* _GIVEN EXERCISE_
Repeat the material below word for word, leaving the pictures out of your answer.

## START TASK DATA

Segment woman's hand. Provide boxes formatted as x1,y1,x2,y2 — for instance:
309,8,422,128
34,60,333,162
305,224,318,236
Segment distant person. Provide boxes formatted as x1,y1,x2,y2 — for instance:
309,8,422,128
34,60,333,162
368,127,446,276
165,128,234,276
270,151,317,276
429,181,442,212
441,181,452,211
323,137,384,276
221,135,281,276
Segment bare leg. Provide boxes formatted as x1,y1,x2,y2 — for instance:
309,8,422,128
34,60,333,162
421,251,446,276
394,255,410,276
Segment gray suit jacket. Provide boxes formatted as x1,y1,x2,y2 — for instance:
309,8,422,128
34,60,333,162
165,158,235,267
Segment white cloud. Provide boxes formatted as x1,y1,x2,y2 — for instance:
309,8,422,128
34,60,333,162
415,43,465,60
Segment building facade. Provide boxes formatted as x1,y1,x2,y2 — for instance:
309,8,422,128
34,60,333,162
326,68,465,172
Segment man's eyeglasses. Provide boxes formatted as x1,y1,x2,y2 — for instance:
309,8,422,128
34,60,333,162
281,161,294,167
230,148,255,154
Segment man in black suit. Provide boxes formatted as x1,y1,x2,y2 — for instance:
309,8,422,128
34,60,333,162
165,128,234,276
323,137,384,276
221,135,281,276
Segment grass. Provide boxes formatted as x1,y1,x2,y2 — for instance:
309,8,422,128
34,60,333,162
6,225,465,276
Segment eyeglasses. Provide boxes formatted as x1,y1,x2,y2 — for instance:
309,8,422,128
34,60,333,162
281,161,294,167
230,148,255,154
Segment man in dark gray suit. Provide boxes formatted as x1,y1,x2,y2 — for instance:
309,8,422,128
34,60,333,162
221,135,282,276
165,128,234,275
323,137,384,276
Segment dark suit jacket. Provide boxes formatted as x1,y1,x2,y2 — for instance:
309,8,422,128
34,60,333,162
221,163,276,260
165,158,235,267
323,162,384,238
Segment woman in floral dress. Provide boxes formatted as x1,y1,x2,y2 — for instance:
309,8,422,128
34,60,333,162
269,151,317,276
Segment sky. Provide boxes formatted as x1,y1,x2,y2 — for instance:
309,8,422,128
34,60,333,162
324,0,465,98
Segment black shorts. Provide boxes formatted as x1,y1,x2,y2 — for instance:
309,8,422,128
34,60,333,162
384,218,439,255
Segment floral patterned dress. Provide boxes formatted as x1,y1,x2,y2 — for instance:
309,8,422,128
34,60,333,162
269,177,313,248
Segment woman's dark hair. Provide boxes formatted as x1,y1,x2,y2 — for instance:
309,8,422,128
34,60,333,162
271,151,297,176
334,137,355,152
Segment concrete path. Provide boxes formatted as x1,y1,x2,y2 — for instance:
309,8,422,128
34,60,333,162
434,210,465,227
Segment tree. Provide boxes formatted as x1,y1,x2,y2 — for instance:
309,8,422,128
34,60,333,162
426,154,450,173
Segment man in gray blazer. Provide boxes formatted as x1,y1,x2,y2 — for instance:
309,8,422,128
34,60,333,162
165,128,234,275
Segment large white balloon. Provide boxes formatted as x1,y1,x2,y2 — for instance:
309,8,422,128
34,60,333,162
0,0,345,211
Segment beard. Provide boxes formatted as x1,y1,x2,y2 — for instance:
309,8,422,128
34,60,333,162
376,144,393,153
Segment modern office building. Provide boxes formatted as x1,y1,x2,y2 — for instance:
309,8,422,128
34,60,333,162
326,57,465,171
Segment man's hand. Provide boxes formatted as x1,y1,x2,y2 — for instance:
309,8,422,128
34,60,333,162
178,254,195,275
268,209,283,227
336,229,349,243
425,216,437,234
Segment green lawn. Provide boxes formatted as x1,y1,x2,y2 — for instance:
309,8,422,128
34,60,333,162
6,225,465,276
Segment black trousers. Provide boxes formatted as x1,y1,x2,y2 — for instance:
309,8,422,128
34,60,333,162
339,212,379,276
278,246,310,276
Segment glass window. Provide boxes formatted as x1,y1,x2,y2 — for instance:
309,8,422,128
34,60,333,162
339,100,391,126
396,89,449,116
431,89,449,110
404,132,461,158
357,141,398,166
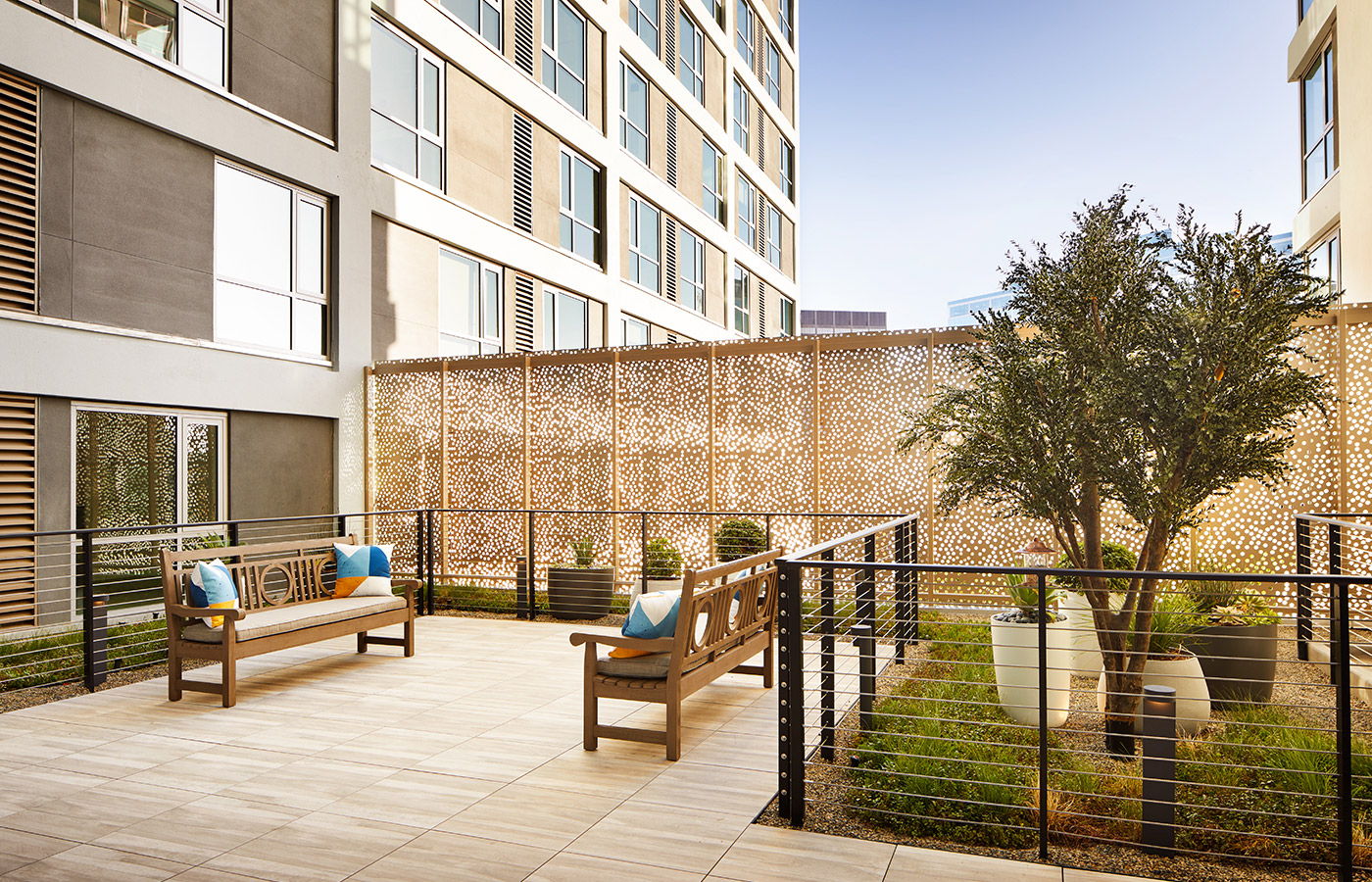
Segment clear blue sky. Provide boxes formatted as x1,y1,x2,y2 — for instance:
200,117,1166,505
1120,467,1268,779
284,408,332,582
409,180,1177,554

## END TASK DATA

* _ANSWER TO THIS PROBLEM_
Segment woman's hand. Provide boxes formatted as x1,y1,x2,y2 — for instance:
309,8,422,128
34,60,333,162
305,224,318,236
Segment distant person. Provide boxes formatted as x1,y1,x2,y2 — for instance:
309,8,422,128
34,60,333,162
368,127,446,276
165,128,234,276
270,151,317,276
429,181,442,212
441,181,452,211
323,137,384,276
221,135,281,276
Segment bare leg. Provide boxes formatted as x1,y1,x2,y2 — for instance:
309,8,422,128
34,60,333,162
421,251,446,276
394,255,410,276
Segment gray suit jacket. Provide boxes formatted as x1,y1,x2,y2 — for instance:
309,8,422,128
34,60,333,162
165,158,235,267
Segment white cloud. Provide boxes formatted as x1,y1,x2,y2 — for instance:
309,8,422,128
34,60,333,162
415,43,465,60
Segment building facade. Provide boxes formatted as x1,y1,x2,y2 — for instance:
309,8,422,128
34,60,333,162
326,68,465,172
Segment man's eyeglasses. Provide boxes formatted as x1,y1,x2,y2 — for instance:
309,8,422,128
34,60,333,162
281,161,294,167
230,148,255,154
Segment man in black suit. Provide boxes formatted as x1,y1,x2,y2 — for instance:
309,8,422,128
34,60,333,162
165,128,234,276
323,137,384,276
221,135,281,276
Segment grass. Provide boxes formatted as x1,y1,x2,y2 — for instance:
309,8,422,128
34,60,333,162
6,225,465,276
Segment eyeglasses. Provide boxes formatted as x1,y1,x2,y2 — for instance:
309,8,422,128
34,60,333,162
281,161,294,167
230,148,255,154
Segment man in dark gray suit. Provide boxes formatted as x1,y1,x2,y2 — for instance:
309,8,422,128
34,60,333,162
221,135,282,276
165,128,234,275
323,137,384,276
Segment dark suit jacket. Provide boxes formatted as x1,y1,x2,y2 — for instance:
309,8,422,128
34,60,333,162
221,163,276,260
165,158,235,267
323,162,384,238
Segment woman in floral dress. Provide boxes formatted as x1,y1,x2,y2 — for instance:
309,8,422,128
34,60,333,162
269,151,317,276
Segment sky. Provide boxes formatted as x1,y1,x2,y2 — for instance:
309,8,422,128
34,60,333,162
324,0,465,98
Segment black shorts. Provide boxes formatted as x1,y1,x2,y2 — for instance:
309,8,422,128
34,60,333,162
384,218,439,255
Segment floral patterned dress. Provide boxes formatted as x1,y1,x2,y2 — for instance:
309,8,422,128
34,60,333,162
269,177,313,248
Segment woman's dark hair. Provide boxes formatted as x1,y1,x2,y2 — for instance:
309,8,422,128
34,60,333,162
271,151,297,176
334,137,355,152
Segment concrete path. Provide boxes formatted as x1,y1,x2,y2 — for instance:
309,8,422,128
34,60,333,162
434,210,465,227
Segment tree. Provide boxes formatted as x1,y1,x2,y2 — for instance:
309,8,422,128
34,60,333,162
426,154,450,173
Segment man in gray blazer. Provide boxes formatted as x1,y1,x2,y2 — for instance:
309,8,422,128
34,60,333,162
165,128,234,275
Segment large white balloon. Provide boxes formatted as x1,y1,x2,y2 — for instance:
309,8,422,128
34,60,333,162
0,0,345,211
Segment beard. Provide boxes formatted as x1,y1,x2,y2 — for instance:
309,8,422,128
34,60,333,162
376,144,393,153
Segment modern office building. Provide boxes formatted as x1,y1,x2,y2 — for instance:
309,8,422,128
34,60,333,162
326,57,465,171
Segment man's hand. Provide boxes formatted as x1,y1,x2,y2 — for instance:
309,8,422,128
34,60,333,162
178,254,195,275
268,209,283,227
336,229,349,243
425,216,437,234
Segment green lawn. Provide boxes formatted as x1,y1,x2,y2 — for instance:
309,8,422,128
34,60,333,162
6,225,465,276
Segment black trousers. Provide boxes formatted as x1,y1,x2,y2 — for instance:
309,8,422,128
34,60,333,162
339,212,379,276
278,246,310,276
Segment glass window. Provide boxes formatted as x1,y1,x2,y2 — for instance:
309,8,422,128
34,60,333,162
339,100,391,126
396,89,449,116
431,89,449,110
404,132,461,158
357,141,398,166
Segment clear blue sky. Provide boxes formatted as x1,y1,x2,y2 — for instance:
200,117,1166,505
1120,467,1268,779
284,408,332,582
409,180,1177,554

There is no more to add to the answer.